··· Provided entries

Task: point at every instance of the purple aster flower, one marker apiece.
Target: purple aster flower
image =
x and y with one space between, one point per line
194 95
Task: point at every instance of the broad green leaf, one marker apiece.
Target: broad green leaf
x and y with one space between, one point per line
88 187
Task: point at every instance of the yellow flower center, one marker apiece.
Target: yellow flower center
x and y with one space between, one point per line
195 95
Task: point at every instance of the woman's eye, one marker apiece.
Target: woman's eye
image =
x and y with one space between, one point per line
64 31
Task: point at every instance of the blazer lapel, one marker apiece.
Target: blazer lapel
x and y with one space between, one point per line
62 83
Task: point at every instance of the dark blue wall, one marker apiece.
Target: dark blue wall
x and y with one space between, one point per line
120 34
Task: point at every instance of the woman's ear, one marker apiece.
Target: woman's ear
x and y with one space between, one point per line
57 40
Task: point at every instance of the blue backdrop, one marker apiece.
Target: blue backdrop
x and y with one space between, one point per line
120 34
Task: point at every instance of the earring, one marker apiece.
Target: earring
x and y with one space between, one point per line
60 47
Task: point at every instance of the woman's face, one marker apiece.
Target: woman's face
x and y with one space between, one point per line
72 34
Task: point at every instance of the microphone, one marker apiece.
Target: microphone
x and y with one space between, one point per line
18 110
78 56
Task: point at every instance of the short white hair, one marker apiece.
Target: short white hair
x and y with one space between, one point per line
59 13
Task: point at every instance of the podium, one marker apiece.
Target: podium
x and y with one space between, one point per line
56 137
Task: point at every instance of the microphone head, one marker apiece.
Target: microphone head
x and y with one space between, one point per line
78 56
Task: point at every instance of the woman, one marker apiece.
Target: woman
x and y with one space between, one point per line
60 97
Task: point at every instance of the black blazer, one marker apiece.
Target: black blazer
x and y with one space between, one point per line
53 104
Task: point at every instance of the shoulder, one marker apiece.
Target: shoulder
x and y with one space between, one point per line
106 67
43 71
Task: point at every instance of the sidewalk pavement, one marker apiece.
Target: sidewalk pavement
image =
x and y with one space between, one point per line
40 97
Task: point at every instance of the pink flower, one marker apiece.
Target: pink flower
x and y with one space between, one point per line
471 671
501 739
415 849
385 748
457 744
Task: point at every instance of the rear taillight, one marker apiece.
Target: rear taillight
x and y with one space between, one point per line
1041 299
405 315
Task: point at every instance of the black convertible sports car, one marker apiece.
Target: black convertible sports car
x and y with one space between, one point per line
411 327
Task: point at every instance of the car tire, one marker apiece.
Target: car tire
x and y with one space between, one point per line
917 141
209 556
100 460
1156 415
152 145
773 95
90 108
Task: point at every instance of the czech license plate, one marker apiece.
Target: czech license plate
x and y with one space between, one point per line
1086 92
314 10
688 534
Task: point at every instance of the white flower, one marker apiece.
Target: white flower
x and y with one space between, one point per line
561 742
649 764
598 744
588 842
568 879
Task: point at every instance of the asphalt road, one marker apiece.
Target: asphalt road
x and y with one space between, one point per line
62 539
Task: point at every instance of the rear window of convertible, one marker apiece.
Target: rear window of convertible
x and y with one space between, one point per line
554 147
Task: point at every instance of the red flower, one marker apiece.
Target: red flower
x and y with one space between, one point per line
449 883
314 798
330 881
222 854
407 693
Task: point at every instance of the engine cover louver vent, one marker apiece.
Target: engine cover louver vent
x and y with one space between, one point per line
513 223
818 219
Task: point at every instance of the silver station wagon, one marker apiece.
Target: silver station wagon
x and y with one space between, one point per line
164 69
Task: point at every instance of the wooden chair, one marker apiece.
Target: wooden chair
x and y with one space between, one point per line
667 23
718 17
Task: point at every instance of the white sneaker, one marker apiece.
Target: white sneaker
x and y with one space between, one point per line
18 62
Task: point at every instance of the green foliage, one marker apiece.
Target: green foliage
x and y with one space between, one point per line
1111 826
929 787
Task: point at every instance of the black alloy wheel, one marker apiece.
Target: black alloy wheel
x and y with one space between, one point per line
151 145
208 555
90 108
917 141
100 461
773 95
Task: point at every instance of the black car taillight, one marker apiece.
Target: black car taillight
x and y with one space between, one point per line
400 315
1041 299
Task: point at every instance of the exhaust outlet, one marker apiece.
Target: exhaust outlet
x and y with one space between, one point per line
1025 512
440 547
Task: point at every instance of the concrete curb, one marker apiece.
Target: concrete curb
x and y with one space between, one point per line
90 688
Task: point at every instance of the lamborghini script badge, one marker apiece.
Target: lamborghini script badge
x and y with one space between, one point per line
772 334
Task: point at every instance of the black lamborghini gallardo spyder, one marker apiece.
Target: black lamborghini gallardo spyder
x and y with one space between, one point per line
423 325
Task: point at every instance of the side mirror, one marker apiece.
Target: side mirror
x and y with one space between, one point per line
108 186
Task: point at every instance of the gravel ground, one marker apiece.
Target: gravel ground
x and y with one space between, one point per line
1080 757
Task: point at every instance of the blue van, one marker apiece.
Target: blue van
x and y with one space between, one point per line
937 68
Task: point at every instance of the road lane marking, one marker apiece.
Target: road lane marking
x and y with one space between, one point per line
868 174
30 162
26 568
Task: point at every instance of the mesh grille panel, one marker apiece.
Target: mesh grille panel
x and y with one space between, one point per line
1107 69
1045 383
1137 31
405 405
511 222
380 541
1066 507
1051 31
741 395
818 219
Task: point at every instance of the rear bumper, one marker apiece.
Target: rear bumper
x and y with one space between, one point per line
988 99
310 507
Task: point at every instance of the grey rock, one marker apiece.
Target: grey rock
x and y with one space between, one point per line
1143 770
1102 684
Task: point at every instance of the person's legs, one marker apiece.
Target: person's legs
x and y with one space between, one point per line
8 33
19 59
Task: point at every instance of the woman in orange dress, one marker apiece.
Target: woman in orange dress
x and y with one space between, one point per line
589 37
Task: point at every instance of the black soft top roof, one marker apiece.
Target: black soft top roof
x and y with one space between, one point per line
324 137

······

Stated goal:
In the records above, find the line containing "Task: point at every instance of the road"; please retype it and every line after it through the last line, exactly and with nothing else.

Answer below:
Task: point at every instance of the road lane marking, one marker apiece.
Target: road lane marking
x and y with one space between, one point per line
868 174
30 162
26 568
Task: point at every instance of the mesh grille panel, one marker apiece.
Target: mesh grille panel
x and y with one space between, one point per line
1107 69
1045 383
1137 31
405 405
511 222
380 541
1066 507
1051 31
741 395
818 219
Task: point at every instance of the rear bumper, one marker apiece.
Target: rear bumper
x and y with one space between, one point per line
988 99
310 507
Task: point at every instance of the grey rock, one marker apiece.
Target: grey rock
x and y with one space between, one point per line
1143 770
1102 684
Task: point at every instance of the person's legs, one marker apiece.
Target: person's legs
x and y with one space between, one point per line
8 33
19 59
Task: point at every instance of the woman in orange dress, one marker apiece.
Target: woman in orange dress
x and y with one space between, one point per line
589 37
Task: point at every instance of the black soft top roof, one marker apiece.
Target: black soft top roof
x and y with one space between, one point per line
324 137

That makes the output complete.